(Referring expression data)
▼

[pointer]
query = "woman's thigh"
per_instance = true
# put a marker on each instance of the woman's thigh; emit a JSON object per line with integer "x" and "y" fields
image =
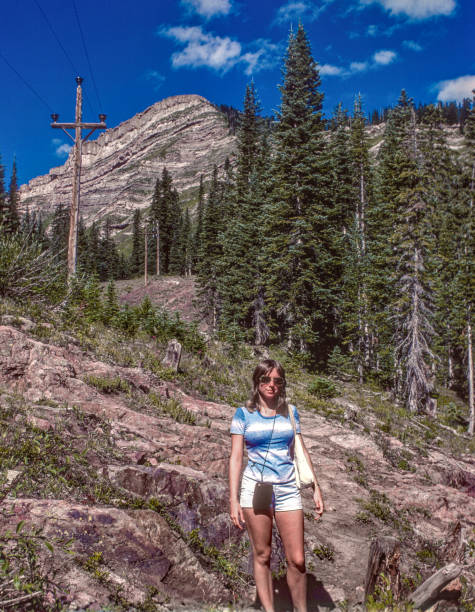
{"x": 259, "y": 527}
{"x": 290, "y": 526}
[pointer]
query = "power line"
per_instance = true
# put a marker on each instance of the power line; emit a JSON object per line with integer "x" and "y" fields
{"x": 66, "y": 54}
{"x": 87, "y": 56}
{"x": 75, "y": 70}
{"x": 32, "y": 89}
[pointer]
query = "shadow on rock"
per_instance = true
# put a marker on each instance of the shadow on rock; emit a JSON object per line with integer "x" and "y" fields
{"x": 318, "y": 598}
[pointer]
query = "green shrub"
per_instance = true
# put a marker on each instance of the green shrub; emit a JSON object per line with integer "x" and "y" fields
{"x": 27, "y": 271}
{"x": 322, "y": 388}
{"x": 325, "y": 553}
{"x": 108, "y": 384}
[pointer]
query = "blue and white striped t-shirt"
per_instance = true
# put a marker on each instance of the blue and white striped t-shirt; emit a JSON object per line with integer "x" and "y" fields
{"x": 277, "y": 467}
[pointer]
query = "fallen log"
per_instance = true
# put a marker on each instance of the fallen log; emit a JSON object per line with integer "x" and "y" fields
{"x": 428, "y": 591}
{"x": 383, "y": 558}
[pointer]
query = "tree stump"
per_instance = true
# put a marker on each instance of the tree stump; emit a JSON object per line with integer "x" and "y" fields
{"x": 173, "y": 355}
{"x": 429, "y": 590}
{"x": 383, "y": 558}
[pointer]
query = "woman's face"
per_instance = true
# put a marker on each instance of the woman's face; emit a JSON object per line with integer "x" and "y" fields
{"x": 270, "y": 390}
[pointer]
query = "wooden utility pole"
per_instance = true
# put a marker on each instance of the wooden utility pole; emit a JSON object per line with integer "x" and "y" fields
{"x": 77, "y": 126}
{"x": 158, "y": 248}
{"x": 145, "y": 255}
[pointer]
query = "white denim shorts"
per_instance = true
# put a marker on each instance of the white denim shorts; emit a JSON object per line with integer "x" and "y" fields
{"x": 285, "y": 496}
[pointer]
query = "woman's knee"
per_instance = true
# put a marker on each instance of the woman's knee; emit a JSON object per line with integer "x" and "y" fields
{"x": 297, "y": 562}
{"x": 262, "y": 555}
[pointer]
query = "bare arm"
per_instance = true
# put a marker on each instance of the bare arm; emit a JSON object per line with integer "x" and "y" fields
{"x": 317, "y": 494}
{"x": 235, "y": 465}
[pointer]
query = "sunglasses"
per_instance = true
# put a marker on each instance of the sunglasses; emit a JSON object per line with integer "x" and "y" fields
{"x": 265, "y": 380}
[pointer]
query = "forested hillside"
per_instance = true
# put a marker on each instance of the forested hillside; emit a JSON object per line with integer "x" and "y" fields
{"x": 360, "y": 265}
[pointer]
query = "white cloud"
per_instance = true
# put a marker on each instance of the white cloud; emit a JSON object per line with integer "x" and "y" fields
{"x": 358, "y": 66}
{"x": 416, "y": 9}
{"x": 329, "y": 70}
{"x": 295, "y": 10}
{"x": 156, "y": 78}
{"x": 209, "y": 8}
{"x": 456, "y": 89}
{"x": 292, "y": 11}
{"x": 380, "y": 58}
{"x": 62, "y": 149}
{"x": 412, "y": 45}
{"x": 205, "y": 50}
{"x": 384, "y": 57}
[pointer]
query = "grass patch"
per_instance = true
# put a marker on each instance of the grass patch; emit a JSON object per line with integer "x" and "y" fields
{"x": 172, "y": 407}
{"x": 108, "y": 384}
{"x": 322, "y": 388}
{"x": 324, "y": 552}
{"x": 378, "y": 506}
{"x": 357, "y": 469}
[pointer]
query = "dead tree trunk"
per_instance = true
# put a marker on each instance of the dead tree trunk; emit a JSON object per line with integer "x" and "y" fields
{"x": 384, "y": 557}
{"x": 428, "y": 591}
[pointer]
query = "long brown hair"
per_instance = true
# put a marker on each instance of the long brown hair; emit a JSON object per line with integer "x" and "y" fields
{"x": 262, "y": 369}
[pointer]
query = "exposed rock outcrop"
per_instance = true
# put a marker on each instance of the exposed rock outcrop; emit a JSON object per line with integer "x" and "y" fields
{"x": 180, "y": 469}
{"x": 119, "y": 169}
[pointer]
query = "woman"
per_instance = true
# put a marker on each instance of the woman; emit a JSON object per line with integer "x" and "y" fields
{"x": 264, "y": 425}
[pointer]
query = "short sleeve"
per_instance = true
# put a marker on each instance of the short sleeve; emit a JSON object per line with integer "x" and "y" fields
{"x": 297, "y": 419}
{"x": 238, "y": 424}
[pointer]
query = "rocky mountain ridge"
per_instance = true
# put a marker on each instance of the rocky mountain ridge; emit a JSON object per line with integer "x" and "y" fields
{"x": 184, "y": 133}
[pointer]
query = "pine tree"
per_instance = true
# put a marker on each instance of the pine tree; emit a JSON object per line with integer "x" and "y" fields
{"x": 355, "y": 319}
{"x": 13, "y": 199}
{"x": 111, "y": 308}
{"x": 199, "y": 224}
{"x": 188, "y": 244}
{"x": 238, "y": 284}
{"x": 209, "y": 255}
{"x": 165, "y": 216}
{"x": 3, "y": 199}
{"x": 59, "y": 234}
{"x": 405, "y": 211}
{"x": 298, "y": 251}
{"x": 465, "y": 284}
{"x": 137, "y": 255}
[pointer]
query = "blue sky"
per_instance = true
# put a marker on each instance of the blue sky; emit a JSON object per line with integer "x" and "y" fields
{"x": 145, "y": 51}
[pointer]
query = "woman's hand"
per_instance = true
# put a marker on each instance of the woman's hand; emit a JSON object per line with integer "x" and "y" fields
{"x": 237, "y": 515}
{"x": 318, "y": 499}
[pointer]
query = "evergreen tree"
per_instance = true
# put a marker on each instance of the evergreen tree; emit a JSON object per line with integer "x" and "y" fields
{"x": 3, "y": 199}
{"x": 300, "y": 270}
{"x": 239, "y": 285}
{"x": 402, "y": 249}
{"x": 137, "y": 255}
{"x": 355, "y": 325}
{"x": 177, "y": 251}
{"x": 59, "y": 233}
{"x": 164, "y": 215}
{"x": 199, "y": 224}
{"x": 465, "y": 282}
{"x": 111, "y": 307}
{"x": 209, "y": 254}
{"x": 13, "y": 220}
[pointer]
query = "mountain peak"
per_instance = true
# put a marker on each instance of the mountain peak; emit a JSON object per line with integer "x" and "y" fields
{"x": 185, "y": 134}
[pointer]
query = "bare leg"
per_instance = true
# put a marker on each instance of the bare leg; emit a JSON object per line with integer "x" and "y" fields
{"x": 259, "y": 527}
{"x": 290, "y": 525}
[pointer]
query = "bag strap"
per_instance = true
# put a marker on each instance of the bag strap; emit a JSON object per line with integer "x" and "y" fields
{"x": 267, "y": 451}
{"x": 292, "y": 418}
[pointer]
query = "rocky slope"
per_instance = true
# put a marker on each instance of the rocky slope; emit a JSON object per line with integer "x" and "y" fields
{"x": 119, "y": 169}
{"x": 142, "y": 495}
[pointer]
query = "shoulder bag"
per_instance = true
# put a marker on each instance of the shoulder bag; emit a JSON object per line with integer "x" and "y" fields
{"x": 303, "y": 472}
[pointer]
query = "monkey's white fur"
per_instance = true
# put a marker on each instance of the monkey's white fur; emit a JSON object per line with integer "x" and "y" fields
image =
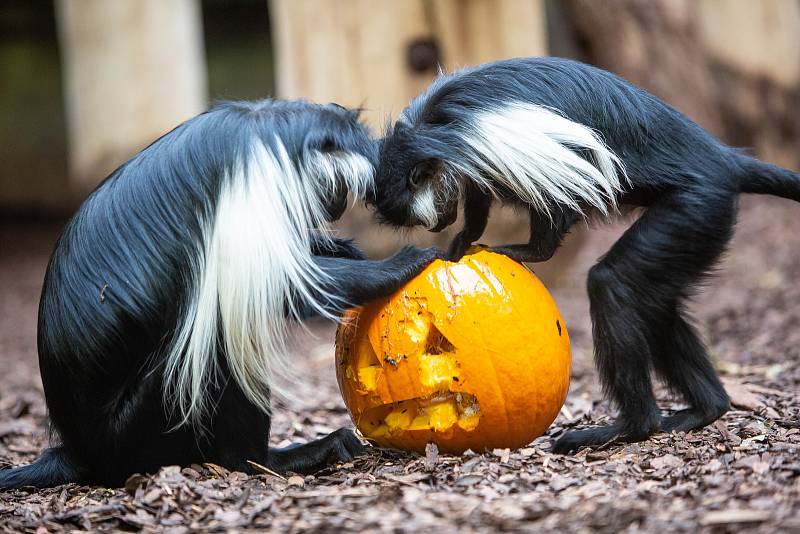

▲

WORK REQUEST:
The pictures should be dropped, and every line above should be set down again exactly.

TASK SOLUTION:
[pointer]
query = "woman's thigh"
per_instance = true
# put a marker on each instance of the woman's thigh; emit a JSON object per line with integer "x" and "y" fields
image =
{"x": 259, "y": 527}
{"x": 290, "y": 526}
[pointer]
query = "power line"
per_instance = true
# put a marker on each instance of the power line; emit a JSON object per line with integer "x" and "y" fields
{"x": 66, "y": 54}
{"x": 87, "y": 56}
{"x": 75, "y": 70}
{"x": 32, "y": 89}
[pointer]
query = "shadow on rock"
per_instance = true
# put a marker on each instance of the shadow on rock; emit a JSON object per line with integer "x" and "y" fields
{"x": 318, "y": 598}
[pointer]
query = "green shrub"
per_instance = true
# put a marker on each instance of the green shrub; emit a JSON object per line with integer "x" and "y" fields
{"x": 27, "y": 271}
{"x": 322, "y": 388}
{"x": 325, "y": 553}
{"x": 108, "y": 384}
[pointer]
query = "blue and white striped t-shirt"
per_instance = true
# put a marker on each instance of the blue and white striped t-shirt; emit a JSON object per line with integer "x" and "y" fields
{"x": 277, "y": 467}
[pointer]
query = "fallen log"
per_instance = true
# put a marker on each instance of the fallen log; emit a JSON object per line with integer "x" and "y" fields
{"x": 428, "y": 591}
{"x": 383, "y": 558}
[pointer]
query = "tree stump"
per_instance = true
# put a marker on each instance of the tree stump; emit a JSON object per line with integer "x" and "y" fields
{"x": 173, "y": 355}
{"x": 429, "y": 590}
{"x": 383, "y": 558}
[pointer]
query = "woman's face"
per_instance = true
# put a marker on each instance of the woman's face; emit a JSON object per line with integer "x" and "y" fields
{"x": 270, "y": 390}
[pointer]
query = "wooden utility pole"
per_instance = true
# put a marker on each instance of the wooden utility pole; emit a JSON object per line with integer "x" and "y" fields
{"x": 77, "y": 126}
{"x": 158, "y": 248}
{"x": 145, "y": 255}
[pointer]
query = "white denim shorts"
per_instance = true
# put a marker on each instance of the white denim shorts; emit a JSON object per line with integer "x" and "y" fields
{"x": 285, "y": 496}
[pointer]
query = "woman's knee"
per_instance = true
# put a marker on each instance of the woman's knee; emit a JSON object per line with integer "x" and "y" fields
{"x": 297, "y": 562}
{"x": 262, "y": 555}
[pointer]
query = "bare arm"
per_instance = true
# put a marker on each instance of the bare arm; emit a JSON object per line with integer "x" and "y" fields
{"x": 317, "y": 494}
{"x": 235, "y": 465}
[pointer]
query = "sunglasses"
per_instance = true
# put a marker on each instance of the sunglasses; emit a JSON object per line with integer "x" and "y" fields
{"x": 265, "y": 380}
[pointer]
query = "forested hillside"
per_instance = true
# put a marker on each instance of the forested hillside; emit a JSON object per line with integer "x" and "y" fields
{"x": 360, "y": 265}
[pointer]
query = "white cloud"
per_instance = true
# put a marker on each instance of the white cloud; emit a JSON object per line with integer "x" and "y" fields
{"x": 358, "y": 66}
{"x": 416, "y": 9}
{"x": 329, "y": 70}
{"x": 295, "y": 10}
{"x": 156, "y": 78}
{"x": 209, "y": 8}
{"x": 456, "y": 89}
{"x": 292, "y": 11}
{"x": 380, "y": 58}
{"x": 62, "y": 149}
{"x": 412, "y": 45}
{"x": 205, "y": 50}
{"x": 384, "y": 57}
[pointer]
query = "grass patch"
per_instance = true
# put a marker on each instance of the grass patch; emit a JSON object per line with integer "x" and "y" fields
{"x": 172, "y": 407}
{"x": 108, "y": 384}
{"x": 322, "y": 388}
{"x": 324, "y": 552}
{"x": 378, "y": 506}
{"x": 357, "y": 469}
[pointer]
query = "dead tree trunk"
per_instance = true
# put a marker on each instance of the dead tree trunk; emit a JSON object per line with integer "x" and "y" fields
{"x": 384, "y": 557}
{"x": 428, "y": 591}
[pointer]
query = "long brown hair"
per_instance = true
# put a marker on each instance of the long brown hair; emit a JSON object per line with integer "x" and "y" fields
{"x": 262, "y": 369}
[pointer]
query = "exposed rock outcrop"
per_instance = true
# put a marker on each instance of the exposed rock outcrop; emit a JSON object per line with integer "x" and "y" fields
{"x": 180, "y": 469}
{"x": 119, "y": 169}
[pointer]
query = "woman"
per_instance = true
# put a marker on each instance of the woman; emit a JSON object per line with integer "x" and "y" fields
{"x": 264, "y": 425}
[pointer]
query = "short sleeve"
per_instance = true
# put a marker on each instance of the short sleeve; emit a JSON object per line with integer "x" and "y" fields
{"x": 297, "y": 419}
{"x": 238, "y": 424}
[pointer]
query = "rocky mountain ridge"
per_instance = true
# put a marker on each instance of the rocky mountain ridge; emit a JSON object per line with integer "x" and "y" fields
{"x": 184, "y": 133}
[pointer]
query = "pine tree"
per_instance = true
# put a marker on each instance of the pine tree; emit a JSON object per line with integer "x" and "y" fields
{"x": 355, "y": 319}
{"x": 13, "y": 199}
{"x": 111, "y": 308}
{"x": 199, "y": 224}
{"x": 188, "y": 244}
{"x": 238, "y": 284}
{"x": 209, "y": 255}
{"x": 165, "y": 216}
{"x": 3, "y": 199}
{"x": 59, "y": 234}
{"x": 405, "y": 211}
{"x": 298, "y": 251}
{"x": 465, "y": 284}
{"x": 137, "y": 255}
[pointer]
query = "blue sky"
per_instance = true
# put a marker on each instance of the blue sky; emit a JSON object per line with integer "x" and "y" fields
{"x": 145, "y": 51}
[pointer]
query = "woman's hand"
per_instance = true
# put a marker on each instance of the woman's hand; emit a JSON object per line with integer "x" and "y" fields
{"x": 237, "y": 515}
{"x": 318, "y": 499}
[pointer]
query = "evergreen tree"
per_instance = true
# put a marker on each instance of the evergreen tree; emit a JSON object per line with integer "x" and "y" fields
{"x": 3, "y": 199}
{"x": 300, "y": 270}
{"x": 239, "y": 285}
{"x": 402, "y": 249}
{"x": 137, "y": 255}
{"x": 355, "y": 325}
{"x": 177, "y": 251}
{"x": 59, "y": 233}
{"x": 164, "y": 215}
{"x": 199, "y": 224}
{"x": 465, "y": 282}
{"x": 111, "y": 307}
{"x": 209, "y": 254}
{"x": 13, "y": 220}
[pointer]
query = "mountain peak"
per_instance = true
# put a marker on each instance of the mountain peak; emit a JSON object per line with integer "x" and "y" fields
{"x": 185, "y": 134}
[pointer]
query = "bare leg"
per_instance = true
# put a marker on each instance of the bare leg; emit a JSON object per line with integer "x" and "y" fields
{"x": 259, "y": 527}
{"x": 290, "y": 525}
[pointer]
query = "bag strap"
per_instance = true
# put a marker on each instance of the bag strap; emit a JSON object per line with integer "x" and "y" fields
{"x": 267, "y": 451}
{"x": 292, "y": 418}
[pointer]
query = "rocky slope"
per_instance = true
# put a marker on each instance of the rocky slope; emit a JSON object per line with integer "x" and "y" fields
{"x": 119, "y": 169}
{"x": 142, "y": 495}
[pointer]
query = "shoulder bag"
per_instance = true
# put a marker on each instance of the shoulder bag; emit a JSON object per line with integer "x" and "y" fields
{"x": 303, "y": 472}
[pointer]
query = "monkey's white fur"
per_instance = true
# put a marker on each instance of the monkey's white fur; emit a JSON object per line with integer "x" and "y" fields
image =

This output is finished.